- _INPUT MATERIAL_

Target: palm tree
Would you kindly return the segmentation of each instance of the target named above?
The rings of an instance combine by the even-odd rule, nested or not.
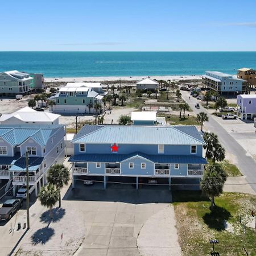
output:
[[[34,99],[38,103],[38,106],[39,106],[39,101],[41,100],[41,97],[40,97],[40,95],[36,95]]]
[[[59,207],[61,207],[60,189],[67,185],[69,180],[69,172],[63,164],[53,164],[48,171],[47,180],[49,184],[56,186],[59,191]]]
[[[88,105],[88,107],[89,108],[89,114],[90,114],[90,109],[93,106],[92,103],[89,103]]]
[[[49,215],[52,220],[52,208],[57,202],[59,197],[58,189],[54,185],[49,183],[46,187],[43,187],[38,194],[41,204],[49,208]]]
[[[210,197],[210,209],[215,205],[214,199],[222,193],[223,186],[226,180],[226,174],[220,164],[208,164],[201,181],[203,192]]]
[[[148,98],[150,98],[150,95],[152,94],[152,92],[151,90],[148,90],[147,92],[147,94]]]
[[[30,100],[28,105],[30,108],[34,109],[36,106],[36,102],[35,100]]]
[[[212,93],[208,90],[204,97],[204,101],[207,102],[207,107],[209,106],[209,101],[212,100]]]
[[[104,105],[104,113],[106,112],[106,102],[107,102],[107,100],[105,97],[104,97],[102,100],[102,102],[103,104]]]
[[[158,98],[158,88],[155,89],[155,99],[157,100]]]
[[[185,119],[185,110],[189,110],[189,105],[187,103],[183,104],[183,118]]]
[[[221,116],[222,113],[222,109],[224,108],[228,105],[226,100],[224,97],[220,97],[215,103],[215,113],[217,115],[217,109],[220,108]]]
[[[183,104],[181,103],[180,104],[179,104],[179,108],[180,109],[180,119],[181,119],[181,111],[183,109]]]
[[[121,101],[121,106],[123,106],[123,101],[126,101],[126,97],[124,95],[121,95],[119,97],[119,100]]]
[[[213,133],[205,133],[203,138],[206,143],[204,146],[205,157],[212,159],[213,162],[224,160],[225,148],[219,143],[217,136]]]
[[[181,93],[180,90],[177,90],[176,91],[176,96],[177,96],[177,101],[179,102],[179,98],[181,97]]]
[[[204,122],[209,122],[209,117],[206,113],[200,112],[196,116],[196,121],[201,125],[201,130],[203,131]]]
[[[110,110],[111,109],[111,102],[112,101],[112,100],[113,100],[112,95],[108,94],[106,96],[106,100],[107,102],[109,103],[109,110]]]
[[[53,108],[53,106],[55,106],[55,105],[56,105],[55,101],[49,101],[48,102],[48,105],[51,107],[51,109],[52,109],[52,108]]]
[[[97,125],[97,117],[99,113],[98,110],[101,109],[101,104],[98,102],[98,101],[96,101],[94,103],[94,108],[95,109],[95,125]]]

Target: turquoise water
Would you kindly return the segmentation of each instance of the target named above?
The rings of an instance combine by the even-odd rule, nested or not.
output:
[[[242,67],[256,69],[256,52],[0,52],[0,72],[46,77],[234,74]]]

* * *

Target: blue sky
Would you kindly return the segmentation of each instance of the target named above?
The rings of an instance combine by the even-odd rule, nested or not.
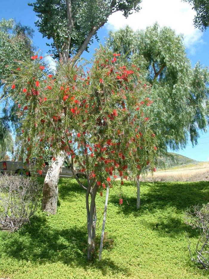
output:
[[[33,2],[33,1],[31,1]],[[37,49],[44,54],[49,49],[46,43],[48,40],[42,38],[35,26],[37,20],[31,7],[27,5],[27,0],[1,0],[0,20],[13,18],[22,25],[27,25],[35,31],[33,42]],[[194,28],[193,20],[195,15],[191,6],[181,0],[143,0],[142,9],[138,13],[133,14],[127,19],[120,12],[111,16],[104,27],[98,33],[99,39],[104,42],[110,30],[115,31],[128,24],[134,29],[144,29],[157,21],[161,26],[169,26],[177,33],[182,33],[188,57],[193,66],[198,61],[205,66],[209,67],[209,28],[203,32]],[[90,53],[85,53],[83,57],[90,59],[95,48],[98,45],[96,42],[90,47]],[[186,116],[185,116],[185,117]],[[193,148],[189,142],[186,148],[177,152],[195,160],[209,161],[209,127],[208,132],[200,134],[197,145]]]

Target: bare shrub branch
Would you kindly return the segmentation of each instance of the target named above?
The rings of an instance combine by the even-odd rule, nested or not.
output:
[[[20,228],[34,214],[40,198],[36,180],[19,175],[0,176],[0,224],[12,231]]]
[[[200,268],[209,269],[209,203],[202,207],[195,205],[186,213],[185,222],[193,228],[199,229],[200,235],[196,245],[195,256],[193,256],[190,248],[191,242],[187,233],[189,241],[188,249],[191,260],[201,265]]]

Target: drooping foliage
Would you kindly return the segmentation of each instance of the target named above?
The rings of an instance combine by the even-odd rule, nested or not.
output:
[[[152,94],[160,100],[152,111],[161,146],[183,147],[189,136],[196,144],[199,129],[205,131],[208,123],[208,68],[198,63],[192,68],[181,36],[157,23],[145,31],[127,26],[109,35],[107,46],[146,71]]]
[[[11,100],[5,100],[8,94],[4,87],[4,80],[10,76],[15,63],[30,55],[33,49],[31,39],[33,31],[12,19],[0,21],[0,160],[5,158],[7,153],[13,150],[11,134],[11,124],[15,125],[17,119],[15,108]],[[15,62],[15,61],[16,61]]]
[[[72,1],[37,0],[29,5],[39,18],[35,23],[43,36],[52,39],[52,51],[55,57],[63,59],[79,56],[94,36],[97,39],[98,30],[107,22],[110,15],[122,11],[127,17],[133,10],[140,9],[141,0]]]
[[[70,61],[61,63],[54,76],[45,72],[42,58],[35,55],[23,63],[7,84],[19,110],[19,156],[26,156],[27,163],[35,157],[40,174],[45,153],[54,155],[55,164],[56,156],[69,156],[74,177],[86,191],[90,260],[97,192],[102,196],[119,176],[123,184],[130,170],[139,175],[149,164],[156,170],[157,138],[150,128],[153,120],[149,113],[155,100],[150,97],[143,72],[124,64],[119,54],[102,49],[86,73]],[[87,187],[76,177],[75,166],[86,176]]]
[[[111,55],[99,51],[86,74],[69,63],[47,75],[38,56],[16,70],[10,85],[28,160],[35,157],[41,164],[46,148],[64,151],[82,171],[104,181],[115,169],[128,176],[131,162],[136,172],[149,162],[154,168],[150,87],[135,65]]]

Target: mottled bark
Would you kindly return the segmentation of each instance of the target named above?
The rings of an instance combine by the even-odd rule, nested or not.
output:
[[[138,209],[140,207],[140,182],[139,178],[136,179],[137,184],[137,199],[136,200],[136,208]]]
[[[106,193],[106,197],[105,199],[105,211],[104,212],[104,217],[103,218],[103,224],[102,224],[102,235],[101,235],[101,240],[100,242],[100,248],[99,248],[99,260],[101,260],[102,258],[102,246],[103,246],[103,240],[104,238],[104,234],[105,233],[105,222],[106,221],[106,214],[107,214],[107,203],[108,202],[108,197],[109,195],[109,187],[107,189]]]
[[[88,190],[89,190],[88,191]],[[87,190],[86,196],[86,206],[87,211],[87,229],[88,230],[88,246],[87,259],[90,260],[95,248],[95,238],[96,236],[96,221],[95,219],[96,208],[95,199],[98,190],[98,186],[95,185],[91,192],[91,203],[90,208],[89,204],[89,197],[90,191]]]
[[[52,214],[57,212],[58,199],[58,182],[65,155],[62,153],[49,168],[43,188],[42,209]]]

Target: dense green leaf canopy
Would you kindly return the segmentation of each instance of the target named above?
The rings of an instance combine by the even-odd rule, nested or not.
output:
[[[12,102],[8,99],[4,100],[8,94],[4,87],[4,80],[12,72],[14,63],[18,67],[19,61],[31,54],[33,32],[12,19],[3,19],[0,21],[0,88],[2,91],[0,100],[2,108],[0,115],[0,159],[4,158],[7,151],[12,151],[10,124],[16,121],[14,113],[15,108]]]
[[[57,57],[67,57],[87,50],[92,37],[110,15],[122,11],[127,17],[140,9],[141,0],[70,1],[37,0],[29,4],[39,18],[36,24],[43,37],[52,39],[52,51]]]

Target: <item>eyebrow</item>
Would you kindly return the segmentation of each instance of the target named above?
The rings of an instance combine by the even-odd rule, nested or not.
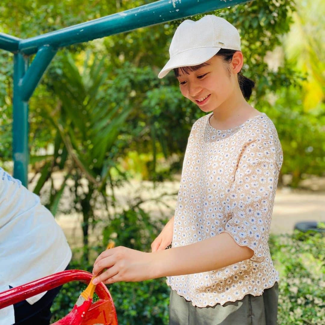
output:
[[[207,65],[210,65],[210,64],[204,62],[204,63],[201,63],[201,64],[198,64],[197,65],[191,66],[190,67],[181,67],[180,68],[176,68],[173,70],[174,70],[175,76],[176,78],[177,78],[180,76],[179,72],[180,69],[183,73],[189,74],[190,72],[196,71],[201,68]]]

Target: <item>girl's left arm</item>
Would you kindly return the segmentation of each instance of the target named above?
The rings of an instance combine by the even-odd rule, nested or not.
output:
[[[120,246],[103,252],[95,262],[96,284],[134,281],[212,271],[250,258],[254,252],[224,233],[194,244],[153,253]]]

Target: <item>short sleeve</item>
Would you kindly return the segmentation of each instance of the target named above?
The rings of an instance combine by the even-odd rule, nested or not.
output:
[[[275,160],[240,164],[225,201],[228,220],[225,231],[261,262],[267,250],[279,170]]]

- _EXERCISE AIM_
Copy every line of the rows above, from the one containing "Target: turquoise water" down to the one containing "[[[242,67],[256,69],[256,52],[0,52],[0,72],[46,77],[234,74]]]", with both ends included and nothing altered.

- _TASK SOLUTION_
Target: turquoise water
Would you kindly return the segmentation of each instance of the target named above?
The rings of an instance combine by the even-odd rule, nested or not.
output:
[[[242,67],[256,69],[256,52],[0,52],[0,72],[46,77],[234,74]]]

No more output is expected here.